**Exercise aim**
Among the entries, find the lines with the string "stabilizer" and copy them.

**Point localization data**
——
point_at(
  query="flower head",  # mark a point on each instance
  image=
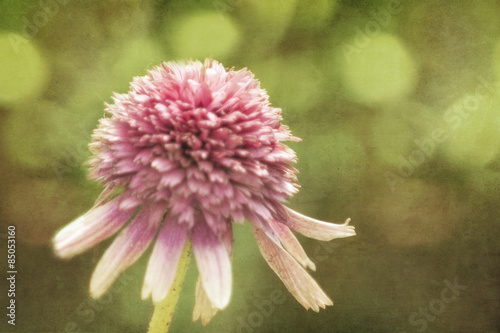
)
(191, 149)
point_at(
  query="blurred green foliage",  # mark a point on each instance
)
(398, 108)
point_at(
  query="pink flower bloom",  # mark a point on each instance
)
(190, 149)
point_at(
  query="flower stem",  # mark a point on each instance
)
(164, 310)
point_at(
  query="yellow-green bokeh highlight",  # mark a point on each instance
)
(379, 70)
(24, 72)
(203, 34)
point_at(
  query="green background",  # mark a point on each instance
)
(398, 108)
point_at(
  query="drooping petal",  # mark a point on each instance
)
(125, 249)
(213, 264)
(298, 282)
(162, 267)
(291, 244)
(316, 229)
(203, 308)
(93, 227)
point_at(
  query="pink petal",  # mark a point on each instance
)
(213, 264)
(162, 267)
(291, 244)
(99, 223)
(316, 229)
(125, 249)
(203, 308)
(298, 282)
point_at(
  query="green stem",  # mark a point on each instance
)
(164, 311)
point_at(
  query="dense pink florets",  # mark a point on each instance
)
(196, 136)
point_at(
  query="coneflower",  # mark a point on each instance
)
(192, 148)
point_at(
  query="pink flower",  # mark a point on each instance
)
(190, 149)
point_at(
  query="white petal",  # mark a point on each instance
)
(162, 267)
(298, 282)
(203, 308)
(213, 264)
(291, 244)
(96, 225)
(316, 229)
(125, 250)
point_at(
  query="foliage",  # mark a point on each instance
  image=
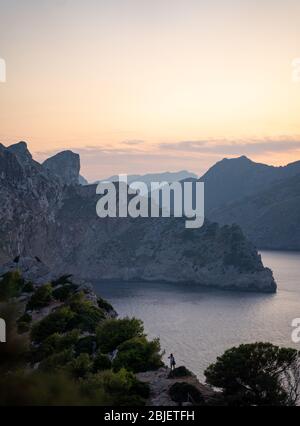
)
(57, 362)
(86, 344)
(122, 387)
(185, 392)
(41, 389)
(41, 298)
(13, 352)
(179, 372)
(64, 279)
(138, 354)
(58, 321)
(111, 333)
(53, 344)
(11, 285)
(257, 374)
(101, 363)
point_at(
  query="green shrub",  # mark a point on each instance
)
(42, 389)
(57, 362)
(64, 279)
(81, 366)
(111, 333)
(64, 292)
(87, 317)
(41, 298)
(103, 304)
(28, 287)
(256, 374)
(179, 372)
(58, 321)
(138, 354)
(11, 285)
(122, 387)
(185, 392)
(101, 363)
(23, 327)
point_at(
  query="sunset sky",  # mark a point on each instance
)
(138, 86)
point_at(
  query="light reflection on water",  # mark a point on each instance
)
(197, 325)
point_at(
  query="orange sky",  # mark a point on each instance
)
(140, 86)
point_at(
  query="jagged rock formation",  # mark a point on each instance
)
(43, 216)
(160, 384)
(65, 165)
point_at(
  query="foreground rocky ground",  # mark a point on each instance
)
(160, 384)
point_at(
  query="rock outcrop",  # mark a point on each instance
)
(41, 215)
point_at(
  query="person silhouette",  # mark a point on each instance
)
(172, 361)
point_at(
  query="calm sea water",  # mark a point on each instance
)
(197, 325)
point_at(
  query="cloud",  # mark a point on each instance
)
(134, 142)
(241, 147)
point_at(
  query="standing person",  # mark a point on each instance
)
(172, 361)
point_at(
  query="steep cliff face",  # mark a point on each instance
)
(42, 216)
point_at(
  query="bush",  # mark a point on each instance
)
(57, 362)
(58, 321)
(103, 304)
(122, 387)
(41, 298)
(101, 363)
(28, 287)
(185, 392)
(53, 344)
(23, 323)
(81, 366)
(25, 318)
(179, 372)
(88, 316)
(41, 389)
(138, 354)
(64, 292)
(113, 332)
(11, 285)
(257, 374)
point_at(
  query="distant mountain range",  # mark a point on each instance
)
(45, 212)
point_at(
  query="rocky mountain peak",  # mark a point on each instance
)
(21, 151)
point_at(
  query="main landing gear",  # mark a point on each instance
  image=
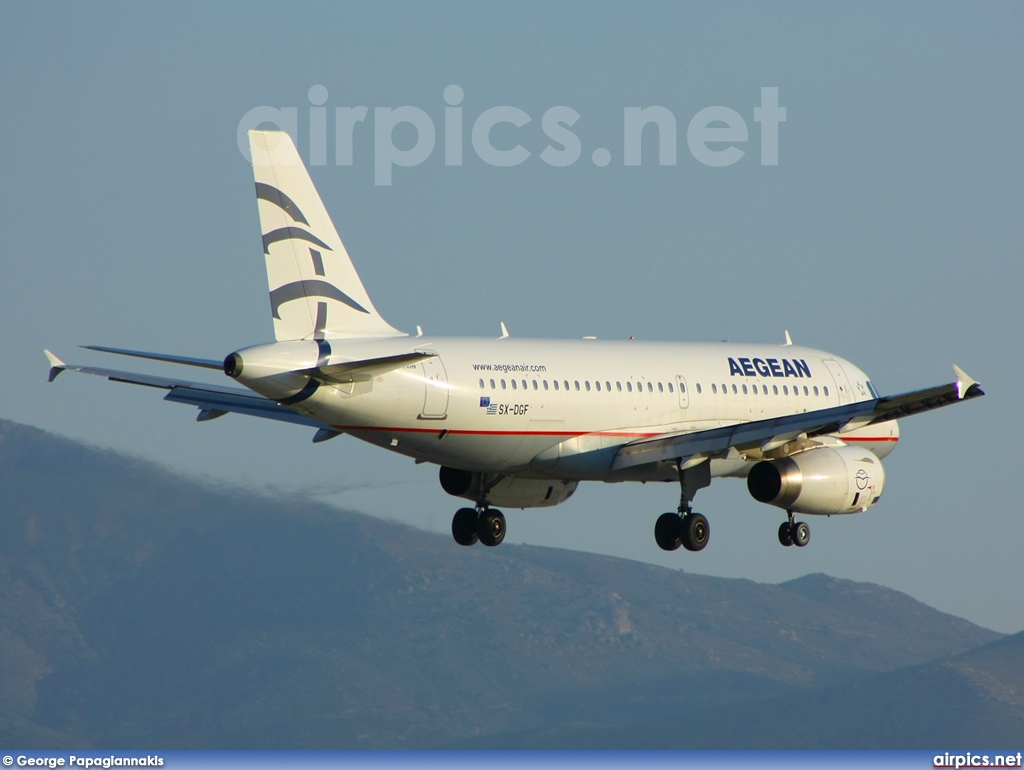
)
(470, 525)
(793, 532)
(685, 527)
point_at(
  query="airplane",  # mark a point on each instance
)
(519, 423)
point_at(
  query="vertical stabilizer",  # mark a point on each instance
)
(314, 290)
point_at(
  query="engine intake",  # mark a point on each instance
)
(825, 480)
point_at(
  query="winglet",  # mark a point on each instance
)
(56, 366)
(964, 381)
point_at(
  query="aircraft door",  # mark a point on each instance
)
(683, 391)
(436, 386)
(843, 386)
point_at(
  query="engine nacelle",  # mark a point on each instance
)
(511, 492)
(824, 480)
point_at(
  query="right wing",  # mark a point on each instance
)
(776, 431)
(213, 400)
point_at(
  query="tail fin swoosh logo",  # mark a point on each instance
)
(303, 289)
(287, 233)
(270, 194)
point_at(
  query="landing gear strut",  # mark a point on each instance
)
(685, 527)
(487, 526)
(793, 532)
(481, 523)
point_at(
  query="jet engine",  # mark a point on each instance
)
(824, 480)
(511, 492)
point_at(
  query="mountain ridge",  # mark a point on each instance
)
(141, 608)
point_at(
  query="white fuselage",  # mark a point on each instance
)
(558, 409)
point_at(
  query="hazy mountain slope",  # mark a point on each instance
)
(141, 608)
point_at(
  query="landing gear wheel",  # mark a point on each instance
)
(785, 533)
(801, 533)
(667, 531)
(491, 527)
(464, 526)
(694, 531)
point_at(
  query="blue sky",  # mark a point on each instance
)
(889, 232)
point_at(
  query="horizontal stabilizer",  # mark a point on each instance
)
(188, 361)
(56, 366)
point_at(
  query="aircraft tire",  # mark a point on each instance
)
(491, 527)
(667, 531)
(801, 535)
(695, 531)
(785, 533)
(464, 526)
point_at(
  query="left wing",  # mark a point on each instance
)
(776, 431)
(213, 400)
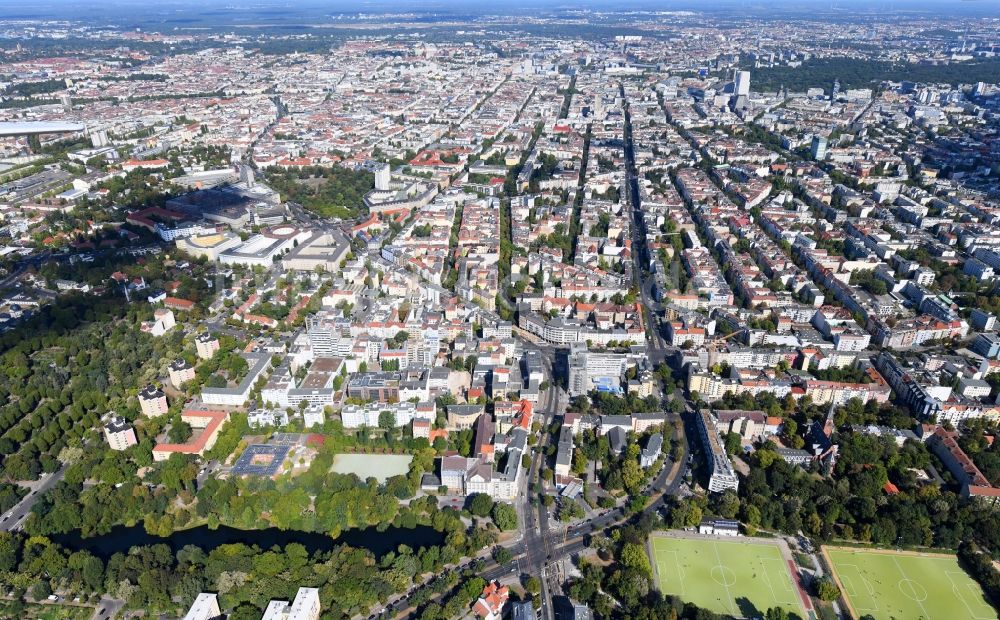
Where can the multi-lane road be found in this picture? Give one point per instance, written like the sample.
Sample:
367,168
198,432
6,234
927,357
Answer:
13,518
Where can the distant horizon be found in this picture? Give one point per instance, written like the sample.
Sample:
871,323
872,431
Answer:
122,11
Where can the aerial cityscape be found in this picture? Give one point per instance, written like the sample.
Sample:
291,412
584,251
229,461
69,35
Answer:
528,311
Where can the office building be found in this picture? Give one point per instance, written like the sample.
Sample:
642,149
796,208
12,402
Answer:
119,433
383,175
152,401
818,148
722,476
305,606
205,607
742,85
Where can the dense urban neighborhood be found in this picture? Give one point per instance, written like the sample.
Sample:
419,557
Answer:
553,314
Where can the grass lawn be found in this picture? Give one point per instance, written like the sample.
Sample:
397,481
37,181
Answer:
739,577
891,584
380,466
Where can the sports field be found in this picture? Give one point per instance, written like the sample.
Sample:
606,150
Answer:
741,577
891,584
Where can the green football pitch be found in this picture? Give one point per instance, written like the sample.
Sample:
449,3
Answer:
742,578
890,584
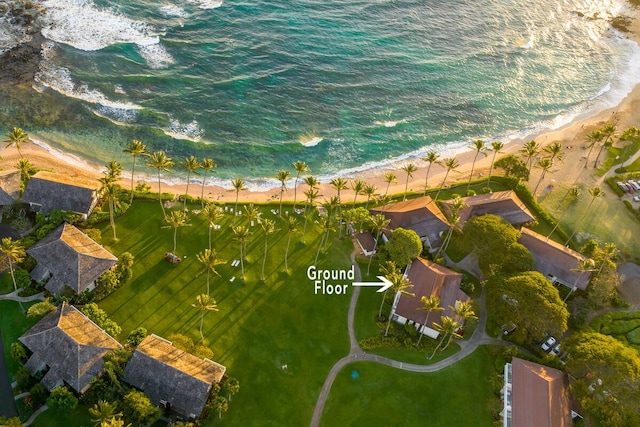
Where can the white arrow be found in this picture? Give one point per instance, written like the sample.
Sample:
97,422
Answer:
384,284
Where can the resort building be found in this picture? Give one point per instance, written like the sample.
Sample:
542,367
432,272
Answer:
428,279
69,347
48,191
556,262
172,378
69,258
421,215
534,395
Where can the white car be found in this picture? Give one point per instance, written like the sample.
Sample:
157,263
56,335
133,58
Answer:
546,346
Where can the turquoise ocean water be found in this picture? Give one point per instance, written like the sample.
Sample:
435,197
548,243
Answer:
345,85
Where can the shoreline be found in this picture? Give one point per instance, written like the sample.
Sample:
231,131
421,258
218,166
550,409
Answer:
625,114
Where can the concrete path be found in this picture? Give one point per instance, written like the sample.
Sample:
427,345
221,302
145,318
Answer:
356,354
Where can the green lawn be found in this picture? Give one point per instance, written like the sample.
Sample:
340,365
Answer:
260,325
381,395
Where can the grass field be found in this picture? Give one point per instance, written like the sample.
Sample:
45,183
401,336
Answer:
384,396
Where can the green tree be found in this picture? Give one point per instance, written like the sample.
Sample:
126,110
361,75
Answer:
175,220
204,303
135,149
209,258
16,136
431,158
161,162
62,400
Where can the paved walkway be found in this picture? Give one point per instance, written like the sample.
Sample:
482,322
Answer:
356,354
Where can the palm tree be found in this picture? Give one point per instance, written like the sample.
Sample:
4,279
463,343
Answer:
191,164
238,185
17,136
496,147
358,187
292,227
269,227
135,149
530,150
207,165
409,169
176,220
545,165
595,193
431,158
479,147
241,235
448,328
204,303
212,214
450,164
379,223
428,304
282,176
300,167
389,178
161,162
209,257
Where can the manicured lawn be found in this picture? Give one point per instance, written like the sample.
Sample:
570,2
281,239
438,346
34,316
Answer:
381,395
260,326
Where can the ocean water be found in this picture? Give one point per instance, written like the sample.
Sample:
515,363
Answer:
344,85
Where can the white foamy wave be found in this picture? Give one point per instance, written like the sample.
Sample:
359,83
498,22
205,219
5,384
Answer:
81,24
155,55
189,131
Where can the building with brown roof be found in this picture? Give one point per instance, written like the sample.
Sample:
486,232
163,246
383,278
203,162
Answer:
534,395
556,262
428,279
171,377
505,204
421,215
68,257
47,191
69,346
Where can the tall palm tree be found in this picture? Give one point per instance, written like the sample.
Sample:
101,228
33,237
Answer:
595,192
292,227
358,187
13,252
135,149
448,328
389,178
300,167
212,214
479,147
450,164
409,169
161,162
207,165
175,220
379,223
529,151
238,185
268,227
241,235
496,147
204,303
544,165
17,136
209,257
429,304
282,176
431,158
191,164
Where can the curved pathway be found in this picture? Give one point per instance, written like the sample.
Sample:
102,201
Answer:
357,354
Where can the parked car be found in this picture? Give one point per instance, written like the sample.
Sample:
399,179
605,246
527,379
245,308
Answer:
——
**Result of the exercise**
  query="vertical stabilizer",  # mark a point on each instance
  query="horizontal stabilizer",  # mark a point on each instance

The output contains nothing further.